» **TASK PROMPT**
Could you return the full listing below exactly as it appears?

» **INPUT MATERIAL**
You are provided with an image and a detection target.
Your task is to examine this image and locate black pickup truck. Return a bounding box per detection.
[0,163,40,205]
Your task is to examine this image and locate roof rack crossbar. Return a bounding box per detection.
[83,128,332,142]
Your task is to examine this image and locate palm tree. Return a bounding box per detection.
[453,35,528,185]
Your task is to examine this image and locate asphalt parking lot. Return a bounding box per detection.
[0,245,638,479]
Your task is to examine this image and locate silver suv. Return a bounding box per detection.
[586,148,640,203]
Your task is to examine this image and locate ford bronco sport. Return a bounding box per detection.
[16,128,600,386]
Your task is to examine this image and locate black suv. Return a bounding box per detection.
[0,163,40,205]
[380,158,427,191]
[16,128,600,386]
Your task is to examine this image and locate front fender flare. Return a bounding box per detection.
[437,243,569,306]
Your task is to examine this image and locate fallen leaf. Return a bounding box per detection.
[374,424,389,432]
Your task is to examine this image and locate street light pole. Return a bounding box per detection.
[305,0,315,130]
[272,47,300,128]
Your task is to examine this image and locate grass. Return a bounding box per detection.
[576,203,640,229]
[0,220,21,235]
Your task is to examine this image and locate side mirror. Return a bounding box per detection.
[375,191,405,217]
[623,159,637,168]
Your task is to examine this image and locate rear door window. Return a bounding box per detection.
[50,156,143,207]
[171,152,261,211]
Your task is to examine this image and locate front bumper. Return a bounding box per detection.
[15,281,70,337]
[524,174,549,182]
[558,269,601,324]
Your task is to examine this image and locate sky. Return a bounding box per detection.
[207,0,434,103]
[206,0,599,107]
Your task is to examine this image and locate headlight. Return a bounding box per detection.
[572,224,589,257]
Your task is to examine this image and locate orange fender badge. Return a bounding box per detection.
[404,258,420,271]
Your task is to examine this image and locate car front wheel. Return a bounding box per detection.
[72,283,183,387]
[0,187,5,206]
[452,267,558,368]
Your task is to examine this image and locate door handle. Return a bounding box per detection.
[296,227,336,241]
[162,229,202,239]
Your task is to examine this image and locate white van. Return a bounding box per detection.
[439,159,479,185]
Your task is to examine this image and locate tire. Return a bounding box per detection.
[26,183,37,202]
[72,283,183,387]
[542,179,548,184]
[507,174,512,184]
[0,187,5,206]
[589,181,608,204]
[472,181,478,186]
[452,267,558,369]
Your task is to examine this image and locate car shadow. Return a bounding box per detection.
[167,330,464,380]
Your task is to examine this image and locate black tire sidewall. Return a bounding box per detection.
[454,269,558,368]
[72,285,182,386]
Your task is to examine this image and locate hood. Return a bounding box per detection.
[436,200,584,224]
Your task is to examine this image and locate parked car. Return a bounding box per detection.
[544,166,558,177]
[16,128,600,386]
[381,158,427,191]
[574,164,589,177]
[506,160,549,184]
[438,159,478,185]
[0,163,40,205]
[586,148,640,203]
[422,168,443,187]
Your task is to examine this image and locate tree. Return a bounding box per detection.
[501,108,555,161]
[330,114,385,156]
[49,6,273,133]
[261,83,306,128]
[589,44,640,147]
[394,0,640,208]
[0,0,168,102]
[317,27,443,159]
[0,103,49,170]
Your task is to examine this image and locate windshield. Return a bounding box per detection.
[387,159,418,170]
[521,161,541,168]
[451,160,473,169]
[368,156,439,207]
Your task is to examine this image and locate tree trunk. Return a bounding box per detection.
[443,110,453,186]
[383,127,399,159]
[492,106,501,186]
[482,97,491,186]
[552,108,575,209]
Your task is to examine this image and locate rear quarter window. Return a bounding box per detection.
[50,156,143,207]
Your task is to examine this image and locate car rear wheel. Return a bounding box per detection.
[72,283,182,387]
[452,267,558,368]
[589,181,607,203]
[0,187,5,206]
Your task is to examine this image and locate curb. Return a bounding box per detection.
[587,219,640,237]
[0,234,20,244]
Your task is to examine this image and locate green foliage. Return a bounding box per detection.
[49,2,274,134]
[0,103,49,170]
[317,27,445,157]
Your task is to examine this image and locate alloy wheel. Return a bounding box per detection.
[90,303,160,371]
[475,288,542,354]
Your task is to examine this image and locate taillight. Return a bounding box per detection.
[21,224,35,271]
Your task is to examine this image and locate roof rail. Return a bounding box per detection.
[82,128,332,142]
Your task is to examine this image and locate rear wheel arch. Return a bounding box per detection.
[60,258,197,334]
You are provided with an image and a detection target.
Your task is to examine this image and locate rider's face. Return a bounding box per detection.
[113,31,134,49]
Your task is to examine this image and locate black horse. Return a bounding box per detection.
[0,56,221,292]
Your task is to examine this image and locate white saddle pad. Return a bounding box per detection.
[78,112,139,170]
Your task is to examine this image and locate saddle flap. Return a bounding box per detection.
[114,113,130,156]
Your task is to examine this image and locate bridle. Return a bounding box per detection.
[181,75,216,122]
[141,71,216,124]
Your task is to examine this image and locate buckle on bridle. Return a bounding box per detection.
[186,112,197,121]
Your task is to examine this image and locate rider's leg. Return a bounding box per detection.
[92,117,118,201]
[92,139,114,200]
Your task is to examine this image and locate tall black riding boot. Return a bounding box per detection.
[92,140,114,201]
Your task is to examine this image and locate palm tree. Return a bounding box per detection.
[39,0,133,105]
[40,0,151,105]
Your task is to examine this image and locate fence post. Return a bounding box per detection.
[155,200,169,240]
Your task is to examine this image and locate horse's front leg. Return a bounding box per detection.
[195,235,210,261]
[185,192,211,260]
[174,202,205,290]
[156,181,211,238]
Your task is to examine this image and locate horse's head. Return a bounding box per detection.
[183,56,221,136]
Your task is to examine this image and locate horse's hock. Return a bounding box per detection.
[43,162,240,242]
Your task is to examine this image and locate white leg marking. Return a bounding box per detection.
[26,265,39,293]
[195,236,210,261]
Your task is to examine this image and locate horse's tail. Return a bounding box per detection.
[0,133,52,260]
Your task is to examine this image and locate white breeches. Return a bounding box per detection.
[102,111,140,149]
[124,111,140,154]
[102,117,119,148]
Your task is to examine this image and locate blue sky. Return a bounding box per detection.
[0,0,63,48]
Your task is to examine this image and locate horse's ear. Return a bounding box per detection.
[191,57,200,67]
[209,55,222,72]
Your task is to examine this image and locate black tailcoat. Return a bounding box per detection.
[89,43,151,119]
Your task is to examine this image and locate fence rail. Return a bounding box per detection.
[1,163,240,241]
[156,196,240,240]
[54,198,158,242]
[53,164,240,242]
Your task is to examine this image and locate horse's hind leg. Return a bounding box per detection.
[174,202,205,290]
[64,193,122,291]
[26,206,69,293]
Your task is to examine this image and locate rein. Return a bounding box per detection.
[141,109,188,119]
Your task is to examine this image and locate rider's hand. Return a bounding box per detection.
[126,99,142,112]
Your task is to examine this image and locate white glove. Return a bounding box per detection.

» **OUTPUT OF THE EXERCISE**
You are provided with an image and a detection target.
Your task is to examine this image and locate black pickup truck. Return a bounding box per detection.
[0,163,40,205]
Your task is to examine this image and locate roof rack crossbar. Return a bounding box per detection.
[83,128,332,142]
Your task is to examine this image and locate palm tree. Return a bounding box per detection.
[453,35,528,185]
Your task is to examine this image and locate asphalt parking lot. Return a bounding box per detection.
[0,245,638,479]
Your task is to examine this image and locate silver suv. Return a bounding box per detection.
[586,148,640,203]
Your task is to examine this image and locate ford bronco sport. Return a bounding box per detection.
[16,128,600,386]
Your task is to examine this image and locate black suv. Return a bounding box per detection.
[0,163,40,205]
[380,158,427,191]
[16,128,600,386]
Your task is to examine this image and locate front fender flare. Return a bounding box per detection.
[437,243,569,306]
Your task is to examine this image and locate fallen leaf. Return a bounding box per detection.
[374,424,389,432]
Your task is to examine this image and locate street light pole. Return a bounding box per detection.
[305,0,315,130]
[272,47,300,128]
Your task is to examine this image and locate grass. Return a bounding box per detection.
[576,203,640,229]
[0,220,21,235]
Your task is to examine this image and locate side mirror. Return a bounding box per detection.
[375,191,405,217]
[623,159,637,168]
Your task is to examine this image and locate rear door window. Return a bounding box per detection.
[50,156,143,207]
[171,152,261,211]
Your task is to examine this image and locate front bumper. Return a bounding box per detection.
[15,281,70,337]
[524,174,549,182]
[558,269,601,324]
Your task is to examine this image and locate sky. Return a bounding box per detection.
[207,0,434,103]
[206,0,599,107]
Your task is to examine this image and locate headlight. Return a bounding box per detection.
[572,224,589,257]
Your task is to examine this image and locate orange fender badge. Return a bounding box per detection.
[404,258,420,271]
Your task is to examine this image and locate car front wheel. Return a bounding box per detection.
[72,283,183,387]
[0,187,5,206]
[452,267,558,368]
Your task is to examine this image and locate door handle. Return a bounding box per detection.
[296,227,336,241]
[162,229,202,239]
Your task is to examine this image and locate white van. Return a bounding box per detection.
[439,159,479,185]
Your task is to examine this image and locate tire. Return a bounding box per detection.
[26,183,37,202]
[72,283,183,387]
[542,179,548,184]
[507,174,512,184]
[0,187,5,206]
[589,181,608,204]
[472,181,478,186]
[452,267,558,369]
Your task is to examine this image and locate car shadow. Return a bounding box per detection.
[167,330,464,380]
Your task is to examine this image and locate black tire sidewall. Return a bounding box per detection.
[454,269,558,368]
[72,285,182,386]
Your task is to examine this image and locate hood. Return a bounding box per detection.
[436,200,584,224]
Your task is to examine this image and locate parked car. Return a bounding box per detection.
[544,166,558,177]
[16,128,600,386]
[381,158,427,191]
[574,164,589,177]
[506,160,549,184]
[438,159,478,185]
[0,163,40,205]
[586,148,640,203]
[422,168,443,187]
Your task is to examine this image and locate tree. Return a bounding box per detection.
[501,108,555,161]
[330,114,385,156]
[49,6,273,133]
[261,83,306,128]
[589,44,640,147]
[394,0,640,208]
[0,0,168,102]
[317,27,443,159]
[0,103,49,170]
Your task is to examine this image and locate windshield. Return a bounding box per detection.
[387,159,418,170]
[521,161,541,168]
[451,160,473,169]
[368,156,439,207]
Your task is to examine this image and locate tree trunk. Return a bounding box per detection.
[443,110,453,186]
[383,127,399,159]
[492,106,501,186]
[482,97,491,186]
[552,108,575,209]
Your task is to examine this image and locate rear quarter window. Return a bounding box per detection.
[50,156,143,207]
Your task is to examine this image and locate car rear wheel. Return a bounding box per detection.
[72,283,182,387]
[452,267,558,368]
[589,181,607,203]
[0,187,5,206]
Your task is to examine this image and locate curb. Return a bounding box per detection.
[587,219,640,237]
[0,234,20,244]
Your task is to examine this image and locate green foliage. Return a bounding box per detection.
[49,2,274,134]
[0,103,49,170]
[317,27,445,157]
Your task is to examine this image and locate alloy wheel. Return a bounding box per detection.
[90,303,160,371]
[475,288,542,354]
Your task is to examine this image and locate taillight. Return a bounding box per detection.
[21,224,35,271]
Your task is to examine this image and locate roof rail. Return a bounding box per detection.
[82,128,332,142]
Your task is to examine this image and locate rear wheel arch. Return a bounding box per detection.
[60,258,197,334]
You are provided with an image and a detection target.
Your task is to examine this image and locate rider's face. Return a bounding box per detection.
[113,31,134,49]
Your task is to examine this image and locate black horse. Return a bounding box per detection.
[0,56,221,292]
Your task is to examine this image and locate white saddle pad. Return a bounding box per detection.
[78,112,139,170]
Your task is to examine this image and locate saddle flap. Return a bounding box per detection.
[114,113,130,156]
Your task is to examine this image and locate bridle. Return a bounding box per detection.
[181,75,216,122]
[141,71,216,124]
Your task is to examine this image and locate buckle on bridle. Return a bounding box per detection.
[186,112,197,121]
Your task is to examine this image and locate rider's leg. Return a bounding box per detection.
[92,117,118,201]
[92,139,114,200]
Your task is to examine this image and locate tall black riding boot. Return a bounding box per detection.
[92,140,114,201]
Your task is to examine this image and locate palm tree. Return a bounding box per detection.
[39,0,133,105]
[40,0,151,105]
Your task is to examine this image and locate fence post. Return a bounding box per detection.
[155,200,169,240]
Your task is to examine this image and locate horse's front leg. Return a bounding box per detection.
[195,235,210,261]
[185,192,211,260]
[174,202,205,290]
[156,181,211,238]
Your task is to examine this image and locate horse's head. Return a bounding box per detection.
[183,56,221,136]
Your task is to examine this image and locate horse's hock. Return a bounding box per detection.
[43,162,240,242]
Your task is to examine this image and locate white leg marking. Return a bounding box per detection.
[26,265,39,293]
[195,236,210,261]
Your task is to examine this image and locate horse's tail. Return a bounding box per detection.
[0,133,52,260]
Your task is to examine this image and locate white breeches. Return a bounding box per detection.
[102,111,140,149]
[124,111,140,154]
[102,117,119,148]
Your task is to examine this image and locate blue sky. Return a bounding box per detection.
[0,0,63,48]
Your task is to examine this image and locate horse's ear. Return a bounding box per detection.
[191,57,200,67]
[209,55,222,72]
Your task is to examine this image and locate black tailcoat. Return a bounding box per detection.
[89,43,151,119]
Your task is to examine this image and locate fence rail. Return a bounding box per detection.
[1,163,240,241]
[156,196,240,240]
[54,198,158,242]
[53,164,240,242]
Your task is to examine this image and locate horse's hind leg. Return a bounding box per detection.
[174,202,205,290]
[64,193,122,291]
[26,206,69,293]
Your task is to examine this image and locate rein. Return a bounding box per detection.
[141,109,188,119]
Your task is to examine this image and locate rider's hand. Return a bounding box per detection.
[126,99,142,112]
Your task is to examine this image and locate white glove. Return a bounding box per detection.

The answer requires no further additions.